# First steps



## mizlplix (May 1, 2011)

Nice. a Saturn was my choice too for a family type daily driver. I drove one for 10 years in ICE form. liked it too. It was light weight, rode well, easy to see around and to park. 

LOTS of interior room for passengers and trunk/hood space for batteries. 

I am on my 3 rd EV. I finally broke with the FLA batteries and bought some CALBs. 

FLA batteries are good for your first EV. no matter what everyone sez. I know...

Battery Rule 1. Floodies (as we call them) require monthly cleaning, bolt checking and 1-2 Gal. distilled water. (Faithfully)

Rule 2. A string of 12 volt batteries are ok for 10-20 mile range....BUT a string of 6 Volt golf cart batteries are good for up to maybe 40-50 miles. (per charge)

Rule 3. Do NOT get the ones with the steel threaded posts set into the lead.....They are rated 75 Amps and you will melt them off....

Get the Bolt through lead posts or the regular tapered round posts. 

Well, enough for now. Have fun. Miz


----------



## ChedMpls (Apr 10, 2012)

* [SHORT PROBLEM 1]:
Copy the records between the line containing "Return the mask of every instance of the green" and the line containing "[[[15,17],[10,11],[7,3],[0,2],[0,23],[13,23],[15,21]]]", inclusive, reproducing each line unchanged.

[Extracted data entries]
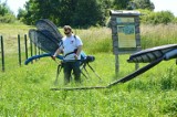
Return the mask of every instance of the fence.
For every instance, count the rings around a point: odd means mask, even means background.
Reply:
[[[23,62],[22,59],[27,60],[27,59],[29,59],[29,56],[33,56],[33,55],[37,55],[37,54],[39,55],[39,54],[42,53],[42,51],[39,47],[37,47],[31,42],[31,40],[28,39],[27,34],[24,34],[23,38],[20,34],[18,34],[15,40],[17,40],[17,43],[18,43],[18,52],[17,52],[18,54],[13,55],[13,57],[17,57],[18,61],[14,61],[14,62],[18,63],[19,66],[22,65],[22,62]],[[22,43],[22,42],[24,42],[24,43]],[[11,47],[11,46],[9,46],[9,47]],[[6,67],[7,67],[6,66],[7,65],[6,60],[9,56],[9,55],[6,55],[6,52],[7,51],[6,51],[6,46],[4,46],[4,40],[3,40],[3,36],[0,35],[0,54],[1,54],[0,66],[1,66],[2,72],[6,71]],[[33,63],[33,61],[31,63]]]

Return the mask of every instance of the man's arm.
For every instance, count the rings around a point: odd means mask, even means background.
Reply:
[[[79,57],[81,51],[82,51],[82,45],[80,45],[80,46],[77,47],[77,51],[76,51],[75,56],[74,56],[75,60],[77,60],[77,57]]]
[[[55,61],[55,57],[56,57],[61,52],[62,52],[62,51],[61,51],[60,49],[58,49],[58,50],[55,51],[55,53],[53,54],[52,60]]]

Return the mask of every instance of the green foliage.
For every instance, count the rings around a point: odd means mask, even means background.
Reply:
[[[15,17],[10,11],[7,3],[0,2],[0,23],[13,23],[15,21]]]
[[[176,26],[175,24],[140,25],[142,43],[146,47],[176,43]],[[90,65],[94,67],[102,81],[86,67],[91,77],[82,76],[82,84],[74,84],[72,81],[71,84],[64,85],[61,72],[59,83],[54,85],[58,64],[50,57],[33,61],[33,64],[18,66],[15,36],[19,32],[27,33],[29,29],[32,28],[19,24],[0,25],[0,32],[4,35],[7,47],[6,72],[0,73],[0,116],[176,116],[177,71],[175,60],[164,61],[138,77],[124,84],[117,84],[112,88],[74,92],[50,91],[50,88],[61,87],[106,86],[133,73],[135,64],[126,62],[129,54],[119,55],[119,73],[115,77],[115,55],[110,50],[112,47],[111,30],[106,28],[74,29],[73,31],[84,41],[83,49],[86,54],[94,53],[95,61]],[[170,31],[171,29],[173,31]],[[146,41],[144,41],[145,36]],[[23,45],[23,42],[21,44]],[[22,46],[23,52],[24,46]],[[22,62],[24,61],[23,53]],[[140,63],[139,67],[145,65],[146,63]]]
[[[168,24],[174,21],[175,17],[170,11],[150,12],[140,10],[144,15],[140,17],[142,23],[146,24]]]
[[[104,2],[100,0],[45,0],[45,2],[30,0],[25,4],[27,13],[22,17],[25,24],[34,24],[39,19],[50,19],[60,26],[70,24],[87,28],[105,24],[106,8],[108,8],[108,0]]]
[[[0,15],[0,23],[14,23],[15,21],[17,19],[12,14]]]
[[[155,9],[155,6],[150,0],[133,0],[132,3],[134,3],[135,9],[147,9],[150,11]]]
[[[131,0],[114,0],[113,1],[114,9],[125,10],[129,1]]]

* [SHORT PROBLEM 2]:
Rewrite the forum post passage between "I am on my 3" and "miles. (per charge)", inclusive, putting "flooded lead-acid" wherever "FLA" appears.

* [WRITTEN REPLY 1]:
Return the mask of every instance of the green foliage.
For every instance, count the rings around a point: odd means mask, even means background.
Reply:
[[[15,17],[10,11],[7,3],[0,2],[0,23],[13,23],[15,21]]]

* [WRITTEN REPLY 2]:
I am on my 3 rd EV. I finally broke with the flooded lead-acid batteries and bought some CALBs. 

flooded lead-acid batteries are good for your first EV. no matter what everyone sez. I know...

Battery Rule 1. Floodies (as we call them) require monthly cleaning, bolt checking and 1-2 Gal. distilled water. (Faithfully)

Rule 2. A string of 12 volt batteries are ok for 10-20 mile range....BUT a string of 6 Volt golf cart batteries are good for up to maybe 40-50 miles. (per charge)